REQUIRED ACTIONS:
a - Retype the article on Indian manufacturing, starting at "Heavily reliant on" and ending at "there looks daunting.".
b - In the article on Indian manufacturing, what share of the economy does New Delhi aim for manufacturing to reach over the next decade?
c - Proceed with the article on Indian manufacturing from the point after its last sentence.

SUPPLIED PASSAGE:
□ □ □ □

If India is to become a manufacturing powerhouse it will need to make things easier for people like Nikhil Nanda, joint managing director of Escorts Ltd, a New Delhi-based tractor maker.
The company self-generates up to 40 percent of its power, scrambles to find and retain staff to operate increasingly sophisticated machinery and must ride herd over a stretched supply chain struggling to keep up with demand — all typical of challenges faced by the country’s manufacturers.
“It’s very difficult to find skilled labor,” Nanda said.
“In terms of forgings, in terms of castings, you have tire shortages ... we are working very, very closely with the supply chain in requesting them to enhance their capacity and then you have so many players who are going after one supplier or four suppliers for the same issue,” he said.
Heavily reliant on services, India must shift economic gears towards manufacturing if it is to maintain near-double digit growth and, more importantly, absorb the more than 10 million people set to join the workforce annually in the coming years.
While New Delhi is aware of the challenge and aims to lift manufacturing’s share of the economy to 25 percent over the next decade from about 16 percent now, getting there looks daunting.
Infrastructure is improving but remains poor, the country suffers from a costly talent shortage despite its 1.3 billion people, labor laws are restrictive, land acquisition is difficult and red tape and corruption are rampant.
Supply chains are underdeveloped, capital tends to be expensive and conditions vary dramatically between states.
Those constraints mean most manufacturing operations in India are small and unable to exploit economies of scale.
“If you look at the growth of manufacturing in the NIEs [newly industrialized economies], if you look at it in China — it all came from one very strong source, which was mass manufacturing. You’re still lacking that in India,” said Sanjay Mathur, economist at Royal Bank of Scotland in Singapore.
In its favor, India boasts a vibrant corporate sector, a huge domestic market and a favorable demographic outlook that, with better training, education and government policies, could turn it into a global force in manufacturing.
“There has to be a fast tracking on all these fronts — on labor, on policymaking, on clearances,” Nomura economist Sonal Varma said.
“At this stage it does not look like we have done all that groundwork,” she said.
India’s software sector is world-class, leveraging lower costs to export services from high-tech hubs, such as Bangalore and Hyderabad, to the US and Europe.
That success has fueled the notion that India might make the jump straight from an agricultural economy to one based on services, bypassing the manufacturing stage.

□ □ □ □

[Entries from a point annotation set]
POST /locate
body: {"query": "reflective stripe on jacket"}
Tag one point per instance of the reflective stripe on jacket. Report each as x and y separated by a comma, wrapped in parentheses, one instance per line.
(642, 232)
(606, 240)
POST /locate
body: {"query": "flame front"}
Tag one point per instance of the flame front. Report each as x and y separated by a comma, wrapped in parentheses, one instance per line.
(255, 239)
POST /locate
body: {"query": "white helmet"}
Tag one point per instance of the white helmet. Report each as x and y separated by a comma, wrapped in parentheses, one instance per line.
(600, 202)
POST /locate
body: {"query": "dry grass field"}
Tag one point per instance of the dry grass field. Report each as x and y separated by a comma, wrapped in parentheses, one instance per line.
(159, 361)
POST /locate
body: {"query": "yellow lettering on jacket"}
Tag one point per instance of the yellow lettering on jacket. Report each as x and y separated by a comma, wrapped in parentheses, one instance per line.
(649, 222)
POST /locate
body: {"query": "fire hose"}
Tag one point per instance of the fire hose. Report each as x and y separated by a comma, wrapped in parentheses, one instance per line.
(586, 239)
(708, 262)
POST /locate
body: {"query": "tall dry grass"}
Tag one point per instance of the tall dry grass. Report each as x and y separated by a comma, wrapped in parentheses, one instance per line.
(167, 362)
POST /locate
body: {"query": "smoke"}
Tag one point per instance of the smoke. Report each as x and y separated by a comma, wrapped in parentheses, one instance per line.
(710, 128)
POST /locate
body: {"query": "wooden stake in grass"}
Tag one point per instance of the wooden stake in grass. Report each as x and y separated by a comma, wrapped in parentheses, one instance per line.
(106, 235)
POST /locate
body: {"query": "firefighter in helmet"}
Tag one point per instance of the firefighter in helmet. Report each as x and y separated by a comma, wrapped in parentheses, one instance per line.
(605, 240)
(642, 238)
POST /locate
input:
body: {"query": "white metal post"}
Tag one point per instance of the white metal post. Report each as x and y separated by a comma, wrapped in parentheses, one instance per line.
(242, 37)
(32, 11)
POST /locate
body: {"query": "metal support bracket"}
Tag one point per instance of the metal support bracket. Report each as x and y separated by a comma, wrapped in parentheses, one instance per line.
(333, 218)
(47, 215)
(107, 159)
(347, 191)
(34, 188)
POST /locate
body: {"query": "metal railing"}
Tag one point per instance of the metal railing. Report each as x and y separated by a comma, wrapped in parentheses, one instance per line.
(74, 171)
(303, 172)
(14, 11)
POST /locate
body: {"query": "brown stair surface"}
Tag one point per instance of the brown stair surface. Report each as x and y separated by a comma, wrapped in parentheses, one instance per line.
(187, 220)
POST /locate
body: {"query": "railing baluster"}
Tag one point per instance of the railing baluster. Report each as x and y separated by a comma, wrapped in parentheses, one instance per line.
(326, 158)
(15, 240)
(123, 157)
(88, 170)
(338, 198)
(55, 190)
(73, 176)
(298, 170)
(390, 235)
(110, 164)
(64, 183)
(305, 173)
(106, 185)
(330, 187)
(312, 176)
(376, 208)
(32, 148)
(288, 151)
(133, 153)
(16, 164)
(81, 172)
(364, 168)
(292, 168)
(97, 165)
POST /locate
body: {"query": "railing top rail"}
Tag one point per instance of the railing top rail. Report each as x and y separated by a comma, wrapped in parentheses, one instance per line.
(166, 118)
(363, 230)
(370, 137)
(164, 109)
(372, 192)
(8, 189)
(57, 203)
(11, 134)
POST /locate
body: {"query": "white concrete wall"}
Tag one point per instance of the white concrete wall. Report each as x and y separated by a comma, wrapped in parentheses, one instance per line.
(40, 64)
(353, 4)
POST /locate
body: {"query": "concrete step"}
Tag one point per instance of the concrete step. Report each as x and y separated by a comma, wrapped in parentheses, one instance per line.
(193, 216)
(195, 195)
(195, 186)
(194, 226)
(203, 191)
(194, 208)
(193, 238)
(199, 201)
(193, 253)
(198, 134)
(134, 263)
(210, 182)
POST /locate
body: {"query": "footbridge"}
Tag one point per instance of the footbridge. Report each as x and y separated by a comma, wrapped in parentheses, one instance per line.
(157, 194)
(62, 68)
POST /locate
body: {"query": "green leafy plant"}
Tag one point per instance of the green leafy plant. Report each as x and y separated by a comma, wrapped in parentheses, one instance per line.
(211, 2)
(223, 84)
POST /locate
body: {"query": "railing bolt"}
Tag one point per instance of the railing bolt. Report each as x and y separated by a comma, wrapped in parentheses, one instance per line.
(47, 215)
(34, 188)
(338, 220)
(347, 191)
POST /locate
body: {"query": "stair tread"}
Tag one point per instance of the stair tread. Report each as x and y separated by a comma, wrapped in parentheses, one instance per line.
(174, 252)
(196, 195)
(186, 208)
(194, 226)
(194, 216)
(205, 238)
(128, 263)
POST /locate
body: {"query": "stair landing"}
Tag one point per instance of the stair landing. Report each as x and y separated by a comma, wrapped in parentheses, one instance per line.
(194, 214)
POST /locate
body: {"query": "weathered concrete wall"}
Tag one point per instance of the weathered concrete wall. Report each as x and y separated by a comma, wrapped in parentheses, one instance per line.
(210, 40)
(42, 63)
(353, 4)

□ □ □ □

RESPONSES BY TASK:
a -
Heavily reliant on services, India must shift economic gears towards manufacturing if it is to maintain near-double digit growth and, more importantly, absorb the more than 10 million people set to join the workforce annually in the coming years.
While New Delhi is aware of the challenge and aims to lift manufacturing’s share of the economy to 25 percent over the next decade from about 16 percent now, getting there looks daunting.

b - 25 percent, up from about 16 percent now.

c -
That’s a leap that no major economy has pulled off.
Manufacturing in India accounts for roughly the same share of its economy as peers Brazil and Russia, which unlike India are also big exporters of natural resources. By comparison, Thailand generates 40 percent of its output from manufacturing, while in China the figure is 34 percent.
Services can’t be the sole locomotive for the Indian economy in large part because the sector does not create enough jobs. Services account for about 55 percent of GDP in Asia’s third-largest economy, but just 25 percent of employment.
Agriculture accounts for about 15 percent of the economy, a share that is shrinking, but employs 58 percent of workers.
“India is going to add something like 150 million-odd workers over the next 10 years. The employment elasticity in the services sector is not that much, which means the manufacturing sector has to absorb that,” Varma said.
A shortage of labor is often cited by manufacturers as the most troublesome bottleneck.
India, which spends just 3 percent of GDP on education, must ratchet up the skill levels of its workers if it is to take full advantage of the “demographic dividend” of a surge in its working age population.
Most Indians who work do so in the informal sector and have little or no training. Literacy has risen sharply, but among the 74 percent who can read, just 2.2 percent have technical or vocational training, according to a Standard Chartered report.
Employers often spend months or more bringing new hires up to speed, which adds to costs.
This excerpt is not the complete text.